* What needs to be done
Line by line, restate the material exactly.

=== Section Start ===

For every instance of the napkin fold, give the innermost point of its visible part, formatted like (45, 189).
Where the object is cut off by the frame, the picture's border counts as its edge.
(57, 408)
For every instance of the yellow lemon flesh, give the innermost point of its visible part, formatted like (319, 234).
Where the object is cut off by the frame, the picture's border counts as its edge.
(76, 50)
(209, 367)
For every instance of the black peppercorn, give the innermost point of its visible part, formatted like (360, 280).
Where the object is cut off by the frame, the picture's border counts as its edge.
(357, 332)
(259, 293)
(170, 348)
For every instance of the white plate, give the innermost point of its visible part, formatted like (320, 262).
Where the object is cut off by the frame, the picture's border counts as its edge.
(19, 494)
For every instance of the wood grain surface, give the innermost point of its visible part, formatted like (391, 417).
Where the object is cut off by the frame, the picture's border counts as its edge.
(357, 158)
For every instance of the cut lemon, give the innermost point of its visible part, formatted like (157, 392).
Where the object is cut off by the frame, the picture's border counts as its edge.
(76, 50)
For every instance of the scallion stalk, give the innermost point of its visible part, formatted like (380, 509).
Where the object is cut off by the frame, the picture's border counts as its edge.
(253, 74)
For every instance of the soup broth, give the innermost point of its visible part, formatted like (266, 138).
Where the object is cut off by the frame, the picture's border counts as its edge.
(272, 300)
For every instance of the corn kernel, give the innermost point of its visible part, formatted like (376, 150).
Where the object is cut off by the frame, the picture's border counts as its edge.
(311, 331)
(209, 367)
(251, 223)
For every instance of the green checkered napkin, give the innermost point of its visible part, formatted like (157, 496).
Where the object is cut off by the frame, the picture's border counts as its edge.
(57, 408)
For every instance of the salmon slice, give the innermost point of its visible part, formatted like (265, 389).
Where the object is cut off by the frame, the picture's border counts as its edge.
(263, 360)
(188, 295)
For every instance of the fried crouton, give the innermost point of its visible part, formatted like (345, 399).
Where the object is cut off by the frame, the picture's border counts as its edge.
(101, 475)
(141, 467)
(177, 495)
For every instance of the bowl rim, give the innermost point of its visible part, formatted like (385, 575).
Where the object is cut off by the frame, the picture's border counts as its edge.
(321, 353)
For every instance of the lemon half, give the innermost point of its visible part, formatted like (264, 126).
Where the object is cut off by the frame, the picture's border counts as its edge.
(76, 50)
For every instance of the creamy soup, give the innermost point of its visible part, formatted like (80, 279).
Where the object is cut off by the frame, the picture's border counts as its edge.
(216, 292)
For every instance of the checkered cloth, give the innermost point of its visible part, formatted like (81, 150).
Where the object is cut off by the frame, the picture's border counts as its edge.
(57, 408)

=== Section End ===

* Solution to this exercise
For every instance of the napkin fold, give the innermost point of its visible part, formatted like (45, 189).
Where the object is cut off by the frame, the picture's border counts as its edge.
(57, 408)
For every instance of the yellow lemon flesh, give the innermost point of its visible part, formatted like (319, 234).
Where the object is cut off by the frame, the picture's border counts as its edge.
(76, 50)
(209, 367)
For every instance of the black peppercorn, give the innermost point of its visible part, formatted like (360, 280).
Where the object is cut off by the frame, the picture's border counts as its edge.
(357, 332)
(259, 293)
(170, 348)
For every instance of the white plate, give the innermost point of its visible part, formatted like (320, 262).
Where the object is cut off by the frame, the picture's border counts as its edge.
(19, 494)
For every instance of the wood grain surface, give the innermost point of its visible part, formatted like (391, 417).
Where the object is cut off by the frame, the picture's border counts as its edge.
(357, 158)
For every instance of the cut lemon, give the innermost point of its visible part, formatted like (157, 392).
Where the object is cut off by the frame, the picture's border counts as its edge.
(76, 50)
For every instance of the scallion stalk, give the innermost point of its visible part, formatted like (380, 509).
Where the object is cut off by the frame, the picture's border counts as its edge.
(253, 74)
For every instance of the soup broth, give the innermost point of its visible part, formatted like (266, 138).
Where the object is cut off by the frame, the picture's border counts as its edge.
(272, 300)
For every instance of the corn kernel, give the innermost point of its visible part, formatted like (376, 150).
Where the object is cut off by the frame, the picture's border counts as its edge.
(311, 331)
(209, 367)
(251, 223)
For every instance of the green checkered napkin, give the innermost point of its visible part, formatted like (157, 496).
Where the object is cut off by the frame, the picture's border counts as its edge.
(57, 408)
For every instance of the salmon slice, give the innermost point of its visible part, formatted like (265, 389).
Where the object is cut off by the frame, the picture's border counts as its edge.
(263, 360)
(188, 295)
For every instance of the fried crouton, give the innermost point of its visible part, formatted like (345, 399).
Where the object is cut off by the frame, the picture's border counts as its edge.
(101, 475)
(141, 467)
(177, 495)
For every instance of the bowl rim, give the innermost point of its visible part, formatted like (385, 575).
Where the object is cut off by the frame, the picture's border counts as its edge.
(321, 353)
For every instance of the lemon half, give the innermost point of its visible part, formatted like (264, 126).
Where the object is cut off by the frame, the picture's border counts as its edge.
(76, 50)
For every instance of the creamy soup, give the innermost point of its visible part, formatted like (80, 279).
Where the object is cut off by the frame, the picture's border counts as its edge.
(216, 292)
For every instance of the checkered cloth, give the innermost point of its visible part, formatted like (81, 150).
Where the object is cut off by the frame, the picture's border counts as its edge.
(57, 408)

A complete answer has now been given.